Task prompt> Each record should appear again in the response exactly as it does in the original.
==== Exercise materials
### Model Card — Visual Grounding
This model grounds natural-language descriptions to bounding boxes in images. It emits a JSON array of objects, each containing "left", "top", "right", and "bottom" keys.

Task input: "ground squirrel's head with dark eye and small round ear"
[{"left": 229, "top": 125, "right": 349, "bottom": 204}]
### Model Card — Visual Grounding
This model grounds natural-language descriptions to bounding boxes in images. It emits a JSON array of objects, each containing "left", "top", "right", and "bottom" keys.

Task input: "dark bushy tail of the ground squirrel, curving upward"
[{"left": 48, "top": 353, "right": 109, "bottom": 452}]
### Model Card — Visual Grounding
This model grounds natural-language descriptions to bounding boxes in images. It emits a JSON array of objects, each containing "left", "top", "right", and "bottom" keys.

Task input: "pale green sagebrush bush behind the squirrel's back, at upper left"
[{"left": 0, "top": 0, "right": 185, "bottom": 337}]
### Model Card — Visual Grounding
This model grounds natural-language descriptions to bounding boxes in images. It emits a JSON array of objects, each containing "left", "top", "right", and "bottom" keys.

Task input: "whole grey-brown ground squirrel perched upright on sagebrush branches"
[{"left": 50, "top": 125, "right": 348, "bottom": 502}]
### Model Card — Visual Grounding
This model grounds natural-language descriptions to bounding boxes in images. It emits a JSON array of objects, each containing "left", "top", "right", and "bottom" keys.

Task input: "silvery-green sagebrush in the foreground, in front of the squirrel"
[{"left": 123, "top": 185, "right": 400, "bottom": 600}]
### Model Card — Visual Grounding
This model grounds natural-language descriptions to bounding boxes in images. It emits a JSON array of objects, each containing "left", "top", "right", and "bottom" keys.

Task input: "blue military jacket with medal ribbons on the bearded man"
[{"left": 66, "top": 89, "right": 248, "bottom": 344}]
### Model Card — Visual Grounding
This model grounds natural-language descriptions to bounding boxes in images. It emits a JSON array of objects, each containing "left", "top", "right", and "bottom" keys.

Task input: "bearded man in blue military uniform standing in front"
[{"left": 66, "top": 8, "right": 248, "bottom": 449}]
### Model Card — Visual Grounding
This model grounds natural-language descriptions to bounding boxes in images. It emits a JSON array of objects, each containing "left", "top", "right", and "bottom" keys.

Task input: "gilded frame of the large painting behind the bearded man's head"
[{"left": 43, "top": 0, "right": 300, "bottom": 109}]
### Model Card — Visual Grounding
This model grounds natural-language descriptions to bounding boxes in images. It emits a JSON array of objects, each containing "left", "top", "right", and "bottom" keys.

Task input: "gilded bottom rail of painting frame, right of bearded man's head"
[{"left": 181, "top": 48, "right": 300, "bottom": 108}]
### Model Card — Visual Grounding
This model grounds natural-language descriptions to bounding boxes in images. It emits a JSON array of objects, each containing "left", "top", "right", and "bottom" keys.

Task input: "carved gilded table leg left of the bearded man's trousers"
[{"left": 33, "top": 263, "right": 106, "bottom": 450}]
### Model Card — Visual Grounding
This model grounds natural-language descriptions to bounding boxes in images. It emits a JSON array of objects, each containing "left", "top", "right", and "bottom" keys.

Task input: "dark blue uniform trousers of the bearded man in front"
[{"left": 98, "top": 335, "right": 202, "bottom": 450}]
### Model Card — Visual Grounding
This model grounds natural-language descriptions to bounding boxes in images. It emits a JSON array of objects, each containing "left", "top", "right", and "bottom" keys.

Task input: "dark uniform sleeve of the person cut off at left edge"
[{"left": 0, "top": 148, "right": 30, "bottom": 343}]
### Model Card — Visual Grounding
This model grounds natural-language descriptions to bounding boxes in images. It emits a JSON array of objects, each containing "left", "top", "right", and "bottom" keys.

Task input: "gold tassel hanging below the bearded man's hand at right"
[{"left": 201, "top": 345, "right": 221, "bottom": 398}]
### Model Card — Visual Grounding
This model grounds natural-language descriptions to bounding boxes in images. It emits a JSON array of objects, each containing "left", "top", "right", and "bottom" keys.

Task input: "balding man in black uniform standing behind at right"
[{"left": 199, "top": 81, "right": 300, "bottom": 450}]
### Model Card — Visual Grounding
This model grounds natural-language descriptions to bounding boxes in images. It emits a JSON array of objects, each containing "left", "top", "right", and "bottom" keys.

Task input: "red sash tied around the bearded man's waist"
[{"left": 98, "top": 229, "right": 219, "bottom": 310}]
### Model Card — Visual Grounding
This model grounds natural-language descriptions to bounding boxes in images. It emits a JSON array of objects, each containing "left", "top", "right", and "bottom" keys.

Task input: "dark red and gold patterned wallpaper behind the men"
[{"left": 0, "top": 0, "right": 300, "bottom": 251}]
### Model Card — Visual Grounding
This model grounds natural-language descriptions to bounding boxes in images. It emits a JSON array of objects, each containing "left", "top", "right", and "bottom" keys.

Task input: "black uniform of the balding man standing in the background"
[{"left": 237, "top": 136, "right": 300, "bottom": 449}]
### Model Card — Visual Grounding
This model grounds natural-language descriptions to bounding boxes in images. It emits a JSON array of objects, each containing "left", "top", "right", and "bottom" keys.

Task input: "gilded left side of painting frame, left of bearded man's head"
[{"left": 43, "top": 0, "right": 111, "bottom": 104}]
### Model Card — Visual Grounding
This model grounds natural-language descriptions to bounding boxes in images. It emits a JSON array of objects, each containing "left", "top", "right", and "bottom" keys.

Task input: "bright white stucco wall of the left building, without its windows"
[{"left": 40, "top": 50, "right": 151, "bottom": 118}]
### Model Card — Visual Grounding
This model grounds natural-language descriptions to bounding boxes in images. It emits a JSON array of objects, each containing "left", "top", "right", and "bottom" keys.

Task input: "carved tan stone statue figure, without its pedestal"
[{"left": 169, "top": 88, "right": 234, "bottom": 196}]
========
Solution to this problem>
### Model Card — Visual Grounding
This model grounds natural-language descriptions to bounding boxes in images. It emits a JSON array of objects, each containing "left", "top", "right", and "bottom" keys.

Task input: "ground squirrel's head with dark eye and small round ear"
[{"left": 229, "top": 125, "right": 349, "bottom": 204}]
### Model Card — Visual Grounding
This model grounds natural-language descriptions to bounding boxes in images. It emits a JSON array of objects, each containing "left", "top", "right", and "bottom" keys.

Task input: "dark bushy tail of the ground squirrel, curving upward"
[{"left": 48, "top": 353, "right": 109, "bottom": 452}]
### Model Card — Visual Grounding
This model grounds natural-language descriptions to bounding boxes in images. It emits a JSON array of objects, each containing "left", "top", "right", and "bottom" keys.

Task input: "pale green sagebrush bush behind the squirrel's back, at upper left"
[{"left": 0, "top": 0, "right": 185, "bottom": 337}]
### Model Card — Visual Grounding
This model grounds natural-language descriptions to bounding boxes in images. It emits a JSON array of objects, each containing "left", "top", "right", and "bottom" keys.

Task input: "whole grey-brown ground squirrel perched upright on sagebrush branches"
[{"left": 50, "top": 125, "right": 348, "bottom": 502}]
### Model Card — Visual Grounding
This model grounds natural-language descriptions to bounding boxes in images. It emits a JSON array of objects, each containing "left", "top", "right", and "bottom" keys.

Task input: "silvery-green sagebrush in the foreground, in front of the squirrel"
[{"left": 123, "top": 185, "right": 400, "bottom": 600}]
### Model Card — Visual Grounding
This model grounds natural-language descriptions to bounding boxes in images. It emits a JSON array of objects, each containing "left", "top", "right", and "bottom" keys.

Task input: "blue military jacket with medal ribbons on the bearded man"
[{"left": 66, "top": 89, "right": 248, "bottom": 344}]
### Model Card — Visual Grounding
This model grounds natural-language descriptions to bounding boxes in images. It emits a JSON array of objects, each containing "left", "top", "right", and "bottom" keys.

Task input: "bearded man in blue military uniform standing in front"
[{"left": 66, "top": 8, "right": 248, "bottom": 449}]
### Model Card — Visual Grounding
This model grounds natural-language descriptions to bounding boxes in images. It emits a JSON array of objects, each containing "left", "top", "right", and "bottom" keys.

Task input: "gilded frame of the large painting behind the bearded man's head"
[{"left": 43, "top": 0, "right": 300, "bottom": 109}]
### Model Card — Visual Grounding
This model grounds natural-language descriptions to bounding boxes in images. It emits a JSON array of objects, each containing "left", "top", "right", and "bottom" keys.

Task input: "gilded bottom rail of painting frame, right of bearded man's head"
[{"left": 181, "top": 48, "right": 300, "bottom": 108}]
### Model Card — Visual Grounding
This model grounds natural-language descriptions to bounding boxes in images. It emits a JSON array of objects, each containing "left", "top", "right", and "bottom" keys.

Task input: "carved gilded table leg left of the bearded man's trousers"
[{"left": 33, "top": 263, "right": 106, "bottom": 450}]
### Model Card — Visual Grounding
This model grounds natural-language descriptions to bounding boxes in images. It emits a JSON array of objects, each containing "left", "top", "right", and "bottom" keys.

Task input: "dark blue uniform trousers of the bearded man in front"
[{"left": 98, "top": 335, "right": 202, "bottom": 450}]
### Model Card — Visual Grounding
This model grounds natural-language descriptions to bounding boxes in images. It emits a JSON array of objects, each containing "left", "top", "right", and "bottom" keys.

Task input: "dark uniform sleeve of the person cut off at left edge"
[{"left": 0, "top": 148, "right": 30, "bottom": 343}]
### Model Card — Visual Grounding
This model grounds natural-language descriptions to bounding boxes in images. It emits a JSON array of objects, each containing "left", "top", "right", and "bottom" keys.

Task input: "gold tassel hanging below the bearded man's hand at right"
[{"left": 201, "top": 345, "right": 221, "bottom": 398}]
### Model Card — Visual Grounding
This model grounds natural-language descriptions to bounding boxes in images. It emits a JSON array of objects, each containing "left", "top", "right", and "bottom" keys.

Task input: "balding man in black uniform standing behind at right"
[{"left": 199, "top": 81, "right": 300, "bottom": 450}]
### Model Card — Visual Grounding
This model grounds natural-language descriptions to bounding boxes in images. It emits a JSON array of objects, each containing "left", "top", "right", and "bottom" keys.

Task input: "red sash tied around the bearded man's waist"
[{"left": 98, "top": 229, "right": 219, "bottom": 310}]
### Model Card — Visual Grounding
This model grounds natural-language descriptions to bounding boxes in images. It emits a JSON array of objects, each containing "left", "top", "right", and "bottom" keys.

Task input: "dark red and gold patterned wallpaper behind the men"
[{"left": 0, "top": 0, "right": 300, "bottom": 251}]
### Model Card — Visual Grounding
This model grounds natural-language descriptions to bounding boxes in images. It emits a JSON array of objects, each containing "left", "top", "right", and "bottom" keys.

Task input: "black uniform of the balding man standing in the background"
[{"left": 237, "top": 136, "right": 300, "bottom": 449}]
### Model Card — Visual Grounding
This model grounds natural-language descriptions to bounding boxes in images. It emits a JSON array of objects, each containing "left", "top", "right", and "bottom" keys.

Task input: "gilded left side of painting frame, left of bearded man's head"
[{"left": 43, "top": 0, "right": 111, "bottom": 104}]
### Model Card — Visual Grounding
This model grounds natural-language descriptions to bounding boxes in images. It emits a JSON array of objects, each containing "left", "top", "right", and "bottom" keys.

Task input: "bright white stucco wall of the left building, without its windows"
[{"left": 40, "top": 50, "right": 151, "bottom": 118}]
### Model Card — Visual Grounding
This model grounds natural-language descriptions to bounding boxes in images. It emits a JSON array of objects, each containing "left", "top", "right", and "bottom" keys.

Task input: "carved tan stone statue figure, without its pedestal"
[{"left": 169, "top": 88, "right": 234, "bottom": 196}]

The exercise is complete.